__What you should do__: Copy out the lines below, from the first one up to and including the line containing "left=2, top=70, right=800, bottom=279", keeping every line. In the answers, multiply each bounding-box coordinate by 2.1 and round it to a whole number, with halves rounded up.

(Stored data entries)
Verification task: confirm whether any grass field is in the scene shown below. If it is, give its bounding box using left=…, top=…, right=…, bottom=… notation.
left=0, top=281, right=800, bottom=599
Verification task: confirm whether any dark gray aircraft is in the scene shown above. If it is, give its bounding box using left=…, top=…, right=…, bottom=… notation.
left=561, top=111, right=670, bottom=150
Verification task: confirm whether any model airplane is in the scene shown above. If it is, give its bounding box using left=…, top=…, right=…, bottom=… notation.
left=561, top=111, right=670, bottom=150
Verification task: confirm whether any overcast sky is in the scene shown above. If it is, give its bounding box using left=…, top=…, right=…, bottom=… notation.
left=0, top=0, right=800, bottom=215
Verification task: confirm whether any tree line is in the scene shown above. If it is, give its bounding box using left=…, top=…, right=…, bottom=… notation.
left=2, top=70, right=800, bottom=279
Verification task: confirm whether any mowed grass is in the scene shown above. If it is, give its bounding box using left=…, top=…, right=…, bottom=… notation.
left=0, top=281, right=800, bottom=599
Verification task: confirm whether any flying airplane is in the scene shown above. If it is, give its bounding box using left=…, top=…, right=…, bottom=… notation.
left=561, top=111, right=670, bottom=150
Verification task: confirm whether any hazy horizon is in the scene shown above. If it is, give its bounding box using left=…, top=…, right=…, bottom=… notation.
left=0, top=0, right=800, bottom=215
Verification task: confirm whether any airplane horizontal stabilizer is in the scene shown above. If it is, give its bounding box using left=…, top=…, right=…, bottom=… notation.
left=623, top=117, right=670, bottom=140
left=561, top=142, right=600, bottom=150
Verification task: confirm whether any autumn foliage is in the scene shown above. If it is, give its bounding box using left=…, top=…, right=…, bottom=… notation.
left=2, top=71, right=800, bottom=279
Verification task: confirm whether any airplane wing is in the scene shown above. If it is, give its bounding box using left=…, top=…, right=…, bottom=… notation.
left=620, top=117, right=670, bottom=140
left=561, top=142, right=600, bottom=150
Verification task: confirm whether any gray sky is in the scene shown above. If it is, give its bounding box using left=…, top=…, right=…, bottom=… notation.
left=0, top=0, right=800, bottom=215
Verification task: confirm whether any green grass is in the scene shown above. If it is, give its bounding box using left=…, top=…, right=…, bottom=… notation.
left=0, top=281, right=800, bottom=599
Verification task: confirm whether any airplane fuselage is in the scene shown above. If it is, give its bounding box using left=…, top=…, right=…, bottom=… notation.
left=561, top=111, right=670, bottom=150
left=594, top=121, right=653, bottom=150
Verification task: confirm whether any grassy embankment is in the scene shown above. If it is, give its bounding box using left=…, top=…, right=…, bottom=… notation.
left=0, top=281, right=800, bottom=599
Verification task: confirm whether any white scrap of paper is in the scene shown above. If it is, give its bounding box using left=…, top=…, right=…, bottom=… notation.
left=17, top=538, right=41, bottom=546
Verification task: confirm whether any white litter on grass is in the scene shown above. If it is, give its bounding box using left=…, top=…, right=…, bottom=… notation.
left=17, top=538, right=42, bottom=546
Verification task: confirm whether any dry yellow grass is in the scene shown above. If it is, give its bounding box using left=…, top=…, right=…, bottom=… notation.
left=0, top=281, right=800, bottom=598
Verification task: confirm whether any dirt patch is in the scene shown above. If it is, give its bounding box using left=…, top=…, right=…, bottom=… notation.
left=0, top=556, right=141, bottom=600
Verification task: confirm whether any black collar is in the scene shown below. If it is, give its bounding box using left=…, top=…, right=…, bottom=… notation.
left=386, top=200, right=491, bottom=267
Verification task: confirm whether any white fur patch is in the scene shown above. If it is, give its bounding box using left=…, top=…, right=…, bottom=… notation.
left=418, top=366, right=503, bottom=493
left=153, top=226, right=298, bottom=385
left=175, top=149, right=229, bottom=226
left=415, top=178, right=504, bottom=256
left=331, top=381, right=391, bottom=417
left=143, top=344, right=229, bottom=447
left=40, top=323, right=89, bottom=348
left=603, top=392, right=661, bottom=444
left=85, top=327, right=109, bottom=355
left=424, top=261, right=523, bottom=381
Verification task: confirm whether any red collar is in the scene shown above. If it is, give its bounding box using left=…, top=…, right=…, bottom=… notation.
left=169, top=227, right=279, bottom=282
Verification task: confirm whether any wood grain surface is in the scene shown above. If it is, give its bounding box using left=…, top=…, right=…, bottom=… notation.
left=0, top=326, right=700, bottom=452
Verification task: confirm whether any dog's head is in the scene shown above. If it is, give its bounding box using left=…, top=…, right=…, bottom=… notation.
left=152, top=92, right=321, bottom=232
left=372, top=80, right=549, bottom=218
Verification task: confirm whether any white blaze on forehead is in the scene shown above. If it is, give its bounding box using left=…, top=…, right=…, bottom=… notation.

__Exercise result__:
Verification task: confirm whether any grass field is in the scene shown below. If it is, give its bounding box using left=…, top=…, right=…, bottom=… notation.
left=0, top=590, right=1680, bottom=1258
Verification task: confirm whether any dark gray aircraft is in the scene shown above. If it is, give its bounding box using left=…, top=…, right=…, bottom=… notation.
left=1178, top=233, right=1407, bottom=315
Verification task: confirm whether any model airplane is in the scene shown above. If it is, give its bounding box using left=…, top=…, right=…, bottom=… notation.
left=1178, top=233, right=1407, bottom=315
Verification task: confirm whether any overcast sky is in the scene shown above. If it is, give its bounding box using left=…, top=…, right=…, bottom=… notation.
left=0, top=0, right=1680, bottom=452
Verification task: confirm whether any tree line is in the scene shown above. If it is, give its bounding box using left=…, top=…, right=…, bottom=… notation.
left=4, top=147, right=1680, bottom=586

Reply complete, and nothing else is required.